▸ **TASKS AND EXERCISES**
1. Which people does the passage on teaching, charter schools, and universities mention by name? List them all.
2. Could you carry on the passage on teaching, charter schools, and universities from the point where it stops?
[[ STUDY TEXT, beginning ]]
S behaviors: I had very strong views of what I wanted to get across in my statistics and economics classes.

I am not sure whether this is K or T, but I also adopted the philosophy of my favorite college professor, Bernie Saffran, which was never to let the material get in the way. If a student came in with an interesting question, even if it was totally off topic or even off subject, if I thought that I could provide an interesting take on the topic, I would go with it.

Overall, I think I was more S than K and more K than T.

Null hypothesis watch

Sarah Cohodes and co-authors write,

We study a policy reform that allowed effective charter schools in Boston, Massachusetts to replicate their school models at new locations. Estimates based on randomized admission lotteries show that replication charter schools generate large achievement gains on par with those produced by their parent campuses. The average effectiveness of Boston’s charter middle school sector increased after the reform despite a doubling of charter market share. An exploration of mechanisms shows that Boston charter schools reduce the returns to teacher experience and compress the distribution of teacher effectiveness, suggesting the highly standardized practices in place at charter schools may facilitate replicability.

One of the main pillars of the null hypothesis is that education interventions that succeed as experiments often fail to replicate. If this study is valid (if it replicates, so to speak) then it helps knock down one of those pillars. Since it favors charter schools, I am actually rooting against the null hypothesis in this case. But we’ll see.

Fair market test for American universities?

Tyler Cowen writes,

American higher education does pass a massive market test at the global level — foreign students really do wish to come and study here.

If you just look at the Anglosphere, it’s not clear to me that we are winning a market test. The foreign students are not flocking here from Australia, Canada, and the UK. As for the Asians who are flocking here, I would ask whether they strongly prefer U.S. universities to universities in Australia and Canada, and if so, why. Two seconds of Googling yields this, for example:

A boom in international student numbers in South Australia and the impending merger of two Adelaide universities convinced James Hines to abandon plans for a hotel on a prime city site and instead turn it into one of the world’s tallest student accommodation towers.
[[ STUDY TEXT, end ]]
[[ GIVEN MATERIAL, beginning ]]
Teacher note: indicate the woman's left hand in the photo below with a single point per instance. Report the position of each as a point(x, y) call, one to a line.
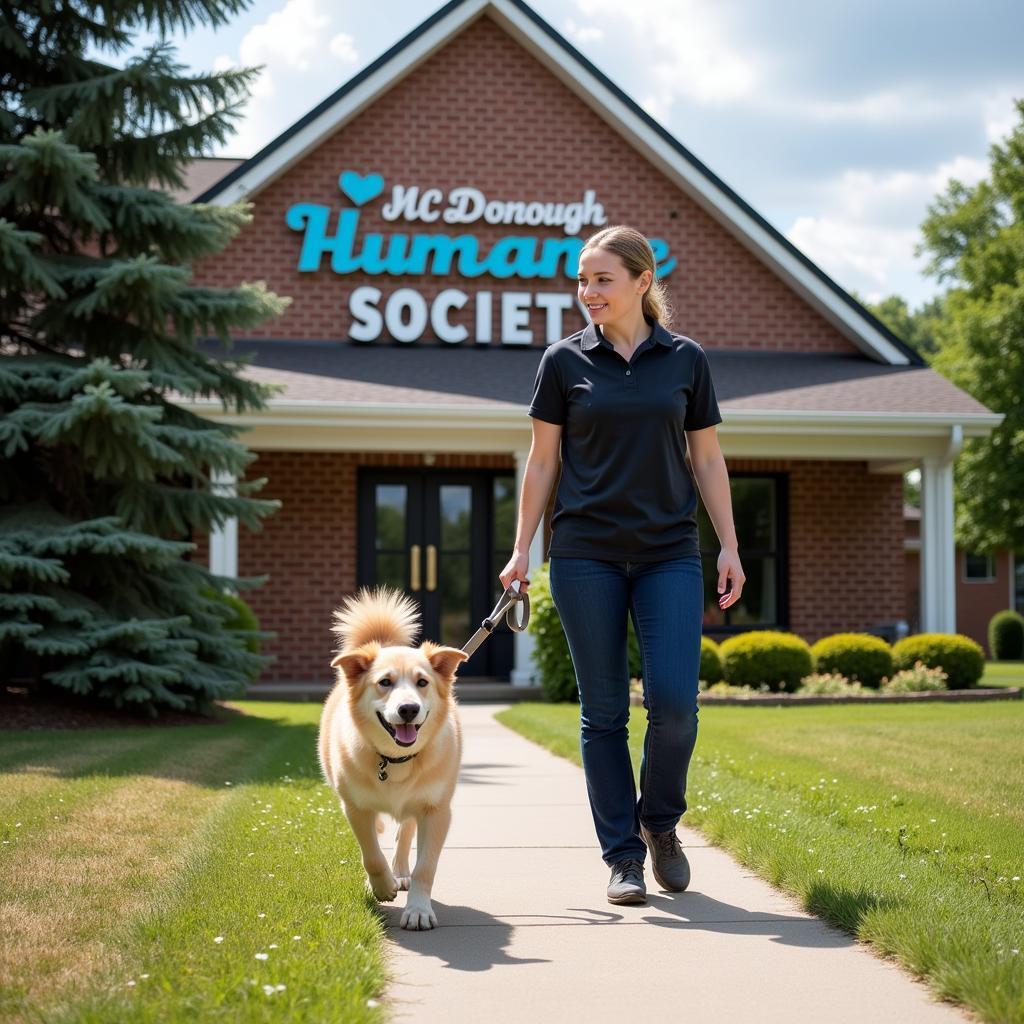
[[ GIVEN MATERIAL, end ]]
▸ **ANSWERS BY ITEM NUMBER**
1. Bernie Saffran, Sarah Cohodes, Tyler Cowen, James Hines

2.
And if it turns out that the U.S. does relatively better at drawing Asian students, some reasons could include:

1. A student visa is a relatively easy way to get an extended stay in America, if that is what you want.

2. If you can then get a job here, you can get a green card and stay even longer.

3. Although you might get fine instruction at McGill or Adelaide, you can pick up American culture more readily at Mason.

Thoughts on the Adversity Score

The WSJ reports

The College Board plans to assign an adversity score to every student who takes the SAT to try to capture their social and economic background, jumping into the debate raging over race and class in college admissions.

My thoughts:

1. The graphics that accompany the article show that parents’ income, education, and race are predictive of their childrens’ SAT scores. I suppose that the politically correct interpretation is that this is because wealthy, well-educated, whites and Asians are the oppressors and others are the oppressed. In theory, when social justice prevails, there will be no more statistical differences in SAT scores. But I’ll just come right out and say that I am inclined to believe that the statistical differences primarily reflect genetics.

2. If it were up to me, there would be no admissions decisions and no charge for a college application. Admissions would be by lottery. A student who applies to Harvard is responsible for being able to pass the courses there. If you enter the lottery, get chosen, and flunk out, then the waste of time and money is on you and your parents.

3. With a lottery, the football coach would not be able to recruit players for admission. Oh gosh, what would that do to college sports teams? Make them. . .amateurish?

5. Meanwhile, I am rooting for the existing college admissions process to become discredited. I was glad to see it take a hit with this year’s scandal. I hope that the “adversity score” deals another blow.